SQL Data Warehouse Project

A modern 3-layer data warehouse implementation using SQL Server, following the Bronze-Silver-Gold (medallion) architecture pattern. This project demonstrates ETL processes, data quality checks, and dimensional modeling for analytics and reporting.

📊 Architecture Overview

This data warehouse follows the medallion architecture with three distinct layers:

🥉 Bronze Layer: Raw data ingestion from source systems
🥈 Silver Layer: Cleaned and transformed data with business logic applied
🥇 Gold Layer: Aggregated, business-ready data optimized for analytics

🏗️ Project Structure

sql-warehouse/
├── datasets/
│   ├── source_crm/          # CRM system data files
│   │   ├── cust_info.csv
│   │   ├── prd_info.csv
│   │   └── sales_details.csv
│   └── source_erp/          # ERP system data files
│       ├── CUST_AZ12.csv
│       ├── LOC_A101.csv
│       └── PX_CAT_G1V2.csv
├── scripts/
│   ├── init_database.sql    # Database and schema initialization
│   ├── bronze/              # Bronze layer scripts
│   │   ├── ddl_bronze.sql
│   │   └── proc_load_bronze.sql
│   ├── silver/              # Silver layer scripts
│   │   ├── ddl_silver.sql
│   │   └── proc_load_silver.sql
│   └── gold/                # Gold layer scripts
│       └── ddl_gold.sql
├── tests/                   # Data quality validation scripts
│   ├── quality_checks_silver.sql
│   └── quality_checks_gold.sql
├── docs/
│   └── dataintegration.jpg  # Architecture diagram
└── README.md

🗄️ Data Sources

CRM System

Customer Information: Demographics and account details
Product Information: Product catalog with pricing and categories
Sales Details: Transaction records with order information

ERP System

Customer Demographics: Extended customer data (birthdate, gender)
★ ★ ★
◆ EXERCISE TASK ◆
Resume the SQL data warehouse project description, continuing directly after its final line.
★ ★ ★
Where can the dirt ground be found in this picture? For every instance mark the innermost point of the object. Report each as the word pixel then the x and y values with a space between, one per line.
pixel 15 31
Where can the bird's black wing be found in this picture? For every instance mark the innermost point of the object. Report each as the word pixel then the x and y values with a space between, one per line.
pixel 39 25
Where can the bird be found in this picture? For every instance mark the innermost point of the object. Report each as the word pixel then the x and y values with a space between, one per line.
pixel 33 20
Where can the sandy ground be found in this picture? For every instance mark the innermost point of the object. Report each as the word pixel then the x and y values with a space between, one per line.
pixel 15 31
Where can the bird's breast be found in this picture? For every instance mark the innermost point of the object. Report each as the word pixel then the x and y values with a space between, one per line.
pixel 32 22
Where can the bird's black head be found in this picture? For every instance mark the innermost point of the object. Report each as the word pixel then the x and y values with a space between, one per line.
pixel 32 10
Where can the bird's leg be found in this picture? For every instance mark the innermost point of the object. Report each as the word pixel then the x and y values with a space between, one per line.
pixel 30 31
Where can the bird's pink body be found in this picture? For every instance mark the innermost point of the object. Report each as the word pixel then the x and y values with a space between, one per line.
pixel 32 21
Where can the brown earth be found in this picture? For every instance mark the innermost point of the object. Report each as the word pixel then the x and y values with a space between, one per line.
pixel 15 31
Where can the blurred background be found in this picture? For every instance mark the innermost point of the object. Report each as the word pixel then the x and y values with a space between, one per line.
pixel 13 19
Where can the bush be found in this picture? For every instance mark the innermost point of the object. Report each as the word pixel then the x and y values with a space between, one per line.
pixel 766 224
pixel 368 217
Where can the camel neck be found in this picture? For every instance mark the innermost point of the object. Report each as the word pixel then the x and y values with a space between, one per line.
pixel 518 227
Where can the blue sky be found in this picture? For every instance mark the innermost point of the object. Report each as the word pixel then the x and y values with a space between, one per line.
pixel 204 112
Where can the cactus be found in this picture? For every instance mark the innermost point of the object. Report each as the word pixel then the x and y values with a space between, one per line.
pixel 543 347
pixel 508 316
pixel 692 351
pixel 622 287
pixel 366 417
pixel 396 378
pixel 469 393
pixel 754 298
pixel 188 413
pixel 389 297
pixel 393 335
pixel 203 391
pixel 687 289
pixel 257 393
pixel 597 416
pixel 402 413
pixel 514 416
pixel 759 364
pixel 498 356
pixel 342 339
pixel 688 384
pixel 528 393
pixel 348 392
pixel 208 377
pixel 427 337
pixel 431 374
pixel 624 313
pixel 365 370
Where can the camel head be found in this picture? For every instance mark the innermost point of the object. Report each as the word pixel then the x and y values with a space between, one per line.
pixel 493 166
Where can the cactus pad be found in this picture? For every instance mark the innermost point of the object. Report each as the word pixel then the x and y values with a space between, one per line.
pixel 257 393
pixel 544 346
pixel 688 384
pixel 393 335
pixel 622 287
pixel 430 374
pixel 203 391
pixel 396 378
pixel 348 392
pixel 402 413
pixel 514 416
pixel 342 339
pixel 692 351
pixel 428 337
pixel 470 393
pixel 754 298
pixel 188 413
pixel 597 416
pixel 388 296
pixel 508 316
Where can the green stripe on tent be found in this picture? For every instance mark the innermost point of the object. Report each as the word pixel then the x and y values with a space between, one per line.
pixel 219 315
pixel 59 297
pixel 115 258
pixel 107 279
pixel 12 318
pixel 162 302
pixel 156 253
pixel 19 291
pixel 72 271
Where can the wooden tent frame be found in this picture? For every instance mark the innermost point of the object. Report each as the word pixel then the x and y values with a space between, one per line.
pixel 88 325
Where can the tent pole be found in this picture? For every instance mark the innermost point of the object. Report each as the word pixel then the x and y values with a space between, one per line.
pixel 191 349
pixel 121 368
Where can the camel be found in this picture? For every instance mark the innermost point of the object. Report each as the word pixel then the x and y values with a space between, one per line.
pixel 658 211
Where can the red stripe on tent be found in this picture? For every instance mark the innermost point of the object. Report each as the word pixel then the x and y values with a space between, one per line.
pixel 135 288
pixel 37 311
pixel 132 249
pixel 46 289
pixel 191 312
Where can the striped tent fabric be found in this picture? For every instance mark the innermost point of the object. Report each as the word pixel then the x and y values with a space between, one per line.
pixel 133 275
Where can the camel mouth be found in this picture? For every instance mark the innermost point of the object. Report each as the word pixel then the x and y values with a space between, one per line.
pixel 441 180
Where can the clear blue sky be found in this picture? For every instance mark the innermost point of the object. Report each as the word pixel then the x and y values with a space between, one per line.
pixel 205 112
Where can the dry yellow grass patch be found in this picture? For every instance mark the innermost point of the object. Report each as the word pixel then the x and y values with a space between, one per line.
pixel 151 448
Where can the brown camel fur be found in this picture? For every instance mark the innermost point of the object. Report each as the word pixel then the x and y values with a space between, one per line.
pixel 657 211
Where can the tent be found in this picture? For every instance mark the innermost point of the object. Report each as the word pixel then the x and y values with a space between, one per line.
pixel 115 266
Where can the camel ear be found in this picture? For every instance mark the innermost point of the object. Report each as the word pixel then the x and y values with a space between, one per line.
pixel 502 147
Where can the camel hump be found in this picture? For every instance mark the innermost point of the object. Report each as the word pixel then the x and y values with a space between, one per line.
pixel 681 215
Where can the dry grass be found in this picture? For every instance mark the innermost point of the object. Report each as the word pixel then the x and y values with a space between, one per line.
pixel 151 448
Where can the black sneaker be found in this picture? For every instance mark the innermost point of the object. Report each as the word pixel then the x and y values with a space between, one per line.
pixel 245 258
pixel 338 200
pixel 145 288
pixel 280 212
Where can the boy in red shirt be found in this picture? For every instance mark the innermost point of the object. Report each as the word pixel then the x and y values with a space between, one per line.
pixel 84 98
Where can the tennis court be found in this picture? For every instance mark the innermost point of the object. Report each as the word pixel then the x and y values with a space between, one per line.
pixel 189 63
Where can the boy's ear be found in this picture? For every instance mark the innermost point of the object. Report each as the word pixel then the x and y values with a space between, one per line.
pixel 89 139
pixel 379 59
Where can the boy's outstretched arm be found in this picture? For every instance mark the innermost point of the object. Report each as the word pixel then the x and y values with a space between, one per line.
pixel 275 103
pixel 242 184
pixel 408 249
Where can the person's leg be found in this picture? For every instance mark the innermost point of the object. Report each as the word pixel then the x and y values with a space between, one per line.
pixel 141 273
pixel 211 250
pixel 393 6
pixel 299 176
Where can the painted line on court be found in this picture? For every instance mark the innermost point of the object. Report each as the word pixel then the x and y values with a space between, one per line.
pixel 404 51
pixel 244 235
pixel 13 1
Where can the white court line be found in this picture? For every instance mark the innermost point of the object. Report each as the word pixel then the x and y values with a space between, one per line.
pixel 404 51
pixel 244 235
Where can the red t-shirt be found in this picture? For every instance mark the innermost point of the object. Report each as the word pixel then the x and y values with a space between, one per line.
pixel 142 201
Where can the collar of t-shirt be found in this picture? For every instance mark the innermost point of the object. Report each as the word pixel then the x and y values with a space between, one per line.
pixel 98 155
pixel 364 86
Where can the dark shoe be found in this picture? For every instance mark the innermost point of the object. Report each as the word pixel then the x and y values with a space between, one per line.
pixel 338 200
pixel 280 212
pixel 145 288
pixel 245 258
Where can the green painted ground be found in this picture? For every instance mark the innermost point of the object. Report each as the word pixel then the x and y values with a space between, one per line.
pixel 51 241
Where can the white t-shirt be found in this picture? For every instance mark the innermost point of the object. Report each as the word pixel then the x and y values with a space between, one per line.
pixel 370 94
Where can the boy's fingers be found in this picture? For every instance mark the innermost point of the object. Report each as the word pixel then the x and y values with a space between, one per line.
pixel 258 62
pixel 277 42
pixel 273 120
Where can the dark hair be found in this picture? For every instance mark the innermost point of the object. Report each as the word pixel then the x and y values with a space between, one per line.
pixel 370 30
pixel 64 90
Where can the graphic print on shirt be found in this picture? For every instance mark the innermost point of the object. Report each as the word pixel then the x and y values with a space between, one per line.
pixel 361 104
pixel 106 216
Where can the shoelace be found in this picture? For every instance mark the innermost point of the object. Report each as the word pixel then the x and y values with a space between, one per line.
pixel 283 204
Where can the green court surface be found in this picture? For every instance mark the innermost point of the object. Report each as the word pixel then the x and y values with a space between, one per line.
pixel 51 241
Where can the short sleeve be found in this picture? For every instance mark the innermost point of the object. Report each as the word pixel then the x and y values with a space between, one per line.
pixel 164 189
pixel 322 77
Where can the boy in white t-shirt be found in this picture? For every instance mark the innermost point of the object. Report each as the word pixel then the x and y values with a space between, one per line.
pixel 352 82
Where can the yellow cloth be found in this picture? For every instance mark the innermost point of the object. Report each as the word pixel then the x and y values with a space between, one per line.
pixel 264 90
★ ★ ★
◆ ANSWER FOR THE TASK ◆
Location Data: Customer geographic information
Product Categories: Product classification and maintenance data

🔄 ETL Pipeline

1. Bronze Layer (Data Ingestion)

Direct ingestion from CSV files using BULK INSERT
Minimal transformation, preserving source data structure
Tables: bronze.crm_* and bronze.erp_*

2. Silver Layer (Data Cleansing & Transformation)

Data standardization and normalization
Business logic application
Data quality improvements:
- Duplicate removal
- Null value handling
- Date format standardization
- Value mapping (codes to descriptions)

3. Gold Layer (Analytics-Ready Data)

Star schema implementation with:
- Dimension Tables: dim_customers, dim_products
- Fact Tables: fact_sales
Optimized for reporting and analytics
Views combining data from multiple silver tables

🚀 Getting Started

Prerequisites

SQL Server (2016 or later)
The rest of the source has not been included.